◆ **What is being asked**
Filter the entries below, keeping only the lines that contain the word "sticker", and copy each of those lines.

(Records from a collection)

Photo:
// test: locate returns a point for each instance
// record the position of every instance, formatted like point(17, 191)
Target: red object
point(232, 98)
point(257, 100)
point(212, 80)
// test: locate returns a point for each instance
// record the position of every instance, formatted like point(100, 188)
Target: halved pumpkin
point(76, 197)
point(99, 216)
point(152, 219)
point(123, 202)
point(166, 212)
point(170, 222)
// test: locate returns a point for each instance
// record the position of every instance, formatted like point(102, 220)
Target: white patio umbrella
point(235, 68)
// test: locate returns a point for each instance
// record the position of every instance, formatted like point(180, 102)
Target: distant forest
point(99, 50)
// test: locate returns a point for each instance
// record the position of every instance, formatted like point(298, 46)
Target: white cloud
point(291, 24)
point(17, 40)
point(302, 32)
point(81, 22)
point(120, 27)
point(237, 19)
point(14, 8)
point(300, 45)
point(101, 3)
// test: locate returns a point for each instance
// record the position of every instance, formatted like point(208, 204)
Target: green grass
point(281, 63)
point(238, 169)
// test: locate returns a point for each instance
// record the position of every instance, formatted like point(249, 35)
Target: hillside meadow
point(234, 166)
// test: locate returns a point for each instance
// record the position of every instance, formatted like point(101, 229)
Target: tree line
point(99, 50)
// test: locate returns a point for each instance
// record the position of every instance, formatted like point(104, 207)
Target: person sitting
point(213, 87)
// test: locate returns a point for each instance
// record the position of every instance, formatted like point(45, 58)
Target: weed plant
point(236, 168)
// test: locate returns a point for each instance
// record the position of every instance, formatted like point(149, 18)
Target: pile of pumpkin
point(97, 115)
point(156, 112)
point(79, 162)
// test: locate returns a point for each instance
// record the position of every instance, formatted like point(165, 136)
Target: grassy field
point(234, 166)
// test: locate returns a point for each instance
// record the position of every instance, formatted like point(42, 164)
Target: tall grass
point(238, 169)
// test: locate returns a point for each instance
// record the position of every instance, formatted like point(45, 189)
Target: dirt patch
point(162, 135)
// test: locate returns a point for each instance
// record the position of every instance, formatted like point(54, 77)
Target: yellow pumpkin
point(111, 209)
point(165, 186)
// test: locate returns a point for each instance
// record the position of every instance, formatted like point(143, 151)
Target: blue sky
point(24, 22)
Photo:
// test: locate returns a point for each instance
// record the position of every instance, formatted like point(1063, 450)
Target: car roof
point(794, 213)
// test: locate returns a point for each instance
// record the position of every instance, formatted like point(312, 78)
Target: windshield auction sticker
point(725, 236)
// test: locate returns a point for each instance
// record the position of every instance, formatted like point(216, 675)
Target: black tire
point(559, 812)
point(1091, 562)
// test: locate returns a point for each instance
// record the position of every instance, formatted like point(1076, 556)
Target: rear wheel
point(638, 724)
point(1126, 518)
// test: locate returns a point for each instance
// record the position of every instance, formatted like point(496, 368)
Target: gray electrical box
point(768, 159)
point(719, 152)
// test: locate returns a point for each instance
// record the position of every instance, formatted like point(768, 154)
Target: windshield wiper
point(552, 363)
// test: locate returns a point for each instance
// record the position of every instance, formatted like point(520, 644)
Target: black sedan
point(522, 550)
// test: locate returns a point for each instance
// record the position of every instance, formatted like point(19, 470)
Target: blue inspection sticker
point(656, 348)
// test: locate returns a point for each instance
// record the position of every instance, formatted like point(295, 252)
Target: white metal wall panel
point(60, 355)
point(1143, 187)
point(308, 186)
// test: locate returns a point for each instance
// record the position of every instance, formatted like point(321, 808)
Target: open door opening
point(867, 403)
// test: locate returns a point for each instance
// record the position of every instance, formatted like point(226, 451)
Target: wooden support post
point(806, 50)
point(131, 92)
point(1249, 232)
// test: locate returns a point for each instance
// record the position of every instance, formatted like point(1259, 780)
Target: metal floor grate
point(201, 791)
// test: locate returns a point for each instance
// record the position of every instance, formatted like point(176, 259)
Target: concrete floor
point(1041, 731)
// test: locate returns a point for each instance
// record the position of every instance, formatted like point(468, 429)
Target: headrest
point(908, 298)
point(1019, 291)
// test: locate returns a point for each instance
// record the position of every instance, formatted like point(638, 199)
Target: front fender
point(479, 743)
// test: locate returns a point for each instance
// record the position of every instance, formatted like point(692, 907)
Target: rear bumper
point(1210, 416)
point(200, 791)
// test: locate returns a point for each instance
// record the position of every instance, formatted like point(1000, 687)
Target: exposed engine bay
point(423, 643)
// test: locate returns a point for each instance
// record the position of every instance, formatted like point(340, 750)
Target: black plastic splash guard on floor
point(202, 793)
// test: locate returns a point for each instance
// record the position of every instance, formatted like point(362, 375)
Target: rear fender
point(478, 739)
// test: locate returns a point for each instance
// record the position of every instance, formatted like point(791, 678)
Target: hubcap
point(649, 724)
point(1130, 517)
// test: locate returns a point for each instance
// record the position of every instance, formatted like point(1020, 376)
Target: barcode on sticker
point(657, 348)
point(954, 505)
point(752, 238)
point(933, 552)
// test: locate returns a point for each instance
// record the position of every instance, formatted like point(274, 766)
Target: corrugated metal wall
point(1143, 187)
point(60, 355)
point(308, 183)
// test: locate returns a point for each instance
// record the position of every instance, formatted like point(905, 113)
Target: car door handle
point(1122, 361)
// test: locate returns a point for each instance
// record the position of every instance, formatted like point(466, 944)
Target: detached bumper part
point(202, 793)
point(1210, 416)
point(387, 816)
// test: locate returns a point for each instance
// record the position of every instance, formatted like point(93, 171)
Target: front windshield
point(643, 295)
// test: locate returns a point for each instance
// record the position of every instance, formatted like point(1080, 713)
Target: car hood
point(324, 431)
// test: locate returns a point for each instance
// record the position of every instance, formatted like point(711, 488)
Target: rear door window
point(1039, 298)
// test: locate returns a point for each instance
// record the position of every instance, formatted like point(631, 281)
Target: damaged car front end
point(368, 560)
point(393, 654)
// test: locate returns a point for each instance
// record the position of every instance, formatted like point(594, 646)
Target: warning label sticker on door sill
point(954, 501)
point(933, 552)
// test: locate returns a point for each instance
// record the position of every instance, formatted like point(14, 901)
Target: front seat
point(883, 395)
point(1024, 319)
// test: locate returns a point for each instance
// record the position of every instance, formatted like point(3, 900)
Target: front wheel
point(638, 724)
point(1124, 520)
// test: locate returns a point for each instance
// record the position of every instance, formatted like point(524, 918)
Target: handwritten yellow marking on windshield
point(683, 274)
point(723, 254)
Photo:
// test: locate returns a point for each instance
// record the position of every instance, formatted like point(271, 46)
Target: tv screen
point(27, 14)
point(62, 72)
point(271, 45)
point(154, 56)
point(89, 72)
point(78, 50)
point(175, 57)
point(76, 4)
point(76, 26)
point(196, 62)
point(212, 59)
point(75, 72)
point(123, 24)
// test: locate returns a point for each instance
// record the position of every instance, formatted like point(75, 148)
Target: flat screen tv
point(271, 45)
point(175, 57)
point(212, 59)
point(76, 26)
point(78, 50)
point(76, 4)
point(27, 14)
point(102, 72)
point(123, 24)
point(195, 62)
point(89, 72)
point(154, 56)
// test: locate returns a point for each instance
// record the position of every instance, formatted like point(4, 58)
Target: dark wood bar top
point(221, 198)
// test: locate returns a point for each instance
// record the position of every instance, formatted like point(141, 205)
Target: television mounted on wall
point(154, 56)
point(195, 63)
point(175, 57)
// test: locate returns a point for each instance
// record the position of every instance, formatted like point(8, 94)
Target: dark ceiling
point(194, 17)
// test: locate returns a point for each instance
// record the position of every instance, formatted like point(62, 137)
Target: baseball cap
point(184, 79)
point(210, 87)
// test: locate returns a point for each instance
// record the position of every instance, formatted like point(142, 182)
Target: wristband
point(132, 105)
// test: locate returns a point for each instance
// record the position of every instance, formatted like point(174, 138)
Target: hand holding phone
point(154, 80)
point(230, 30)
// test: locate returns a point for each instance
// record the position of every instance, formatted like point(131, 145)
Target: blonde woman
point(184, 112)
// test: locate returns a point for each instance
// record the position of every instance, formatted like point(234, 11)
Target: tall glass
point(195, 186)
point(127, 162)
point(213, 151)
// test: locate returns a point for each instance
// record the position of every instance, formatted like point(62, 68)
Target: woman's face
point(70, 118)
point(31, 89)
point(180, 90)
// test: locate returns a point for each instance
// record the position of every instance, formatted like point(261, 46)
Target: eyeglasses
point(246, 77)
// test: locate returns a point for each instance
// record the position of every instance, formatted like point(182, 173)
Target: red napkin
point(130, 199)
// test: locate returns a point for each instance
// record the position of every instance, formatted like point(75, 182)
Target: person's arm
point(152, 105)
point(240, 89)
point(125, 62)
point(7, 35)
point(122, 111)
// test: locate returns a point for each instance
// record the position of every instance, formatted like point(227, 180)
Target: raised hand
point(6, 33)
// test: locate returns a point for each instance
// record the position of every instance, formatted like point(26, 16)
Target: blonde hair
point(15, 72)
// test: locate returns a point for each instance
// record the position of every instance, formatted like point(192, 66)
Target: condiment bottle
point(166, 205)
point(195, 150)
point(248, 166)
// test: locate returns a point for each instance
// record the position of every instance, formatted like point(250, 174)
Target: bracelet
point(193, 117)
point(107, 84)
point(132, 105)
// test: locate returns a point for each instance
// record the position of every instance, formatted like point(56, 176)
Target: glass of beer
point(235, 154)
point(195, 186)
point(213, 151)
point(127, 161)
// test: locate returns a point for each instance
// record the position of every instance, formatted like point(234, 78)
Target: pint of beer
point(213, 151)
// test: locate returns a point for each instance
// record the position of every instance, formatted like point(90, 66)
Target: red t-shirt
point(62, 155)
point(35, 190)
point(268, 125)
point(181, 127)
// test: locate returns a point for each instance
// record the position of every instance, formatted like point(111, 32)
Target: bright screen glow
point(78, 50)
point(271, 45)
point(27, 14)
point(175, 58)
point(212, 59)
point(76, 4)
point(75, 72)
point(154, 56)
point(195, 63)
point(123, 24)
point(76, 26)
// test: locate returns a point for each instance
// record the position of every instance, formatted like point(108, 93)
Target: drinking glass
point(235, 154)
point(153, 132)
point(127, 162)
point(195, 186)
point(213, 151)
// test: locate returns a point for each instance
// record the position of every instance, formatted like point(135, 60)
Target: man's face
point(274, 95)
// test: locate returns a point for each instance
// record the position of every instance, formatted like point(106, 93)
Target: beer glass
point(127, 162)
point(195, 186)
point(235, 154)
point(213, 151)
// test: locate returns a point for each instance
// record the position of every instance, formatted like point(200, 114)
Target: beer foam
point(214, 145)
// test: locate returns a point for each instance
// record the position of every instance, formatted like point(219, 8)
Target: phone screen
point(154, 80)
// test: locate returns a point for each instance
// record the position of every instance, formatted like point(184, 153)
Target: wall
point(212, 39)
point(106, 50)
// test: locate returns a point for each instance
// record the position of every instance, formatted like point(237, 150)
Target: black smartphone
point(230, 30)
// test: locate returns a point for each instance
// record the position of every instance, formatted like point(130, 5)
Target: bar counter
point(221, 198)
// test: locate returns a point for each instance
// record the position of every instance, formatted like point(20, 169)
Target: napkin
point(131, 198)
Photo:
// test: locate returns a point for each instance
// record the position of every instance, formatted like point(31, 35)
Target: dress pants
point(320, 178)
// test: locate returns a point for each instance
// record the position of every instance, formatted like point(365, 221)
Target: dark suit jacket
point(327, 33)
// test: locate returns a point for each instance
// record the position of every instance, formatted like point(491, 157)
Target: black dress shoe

◆ **Written response**
Target: windshield auction sticker
Target: blue inspection sticker
Target: barcode on sticker
Target: warning label sticker on door sill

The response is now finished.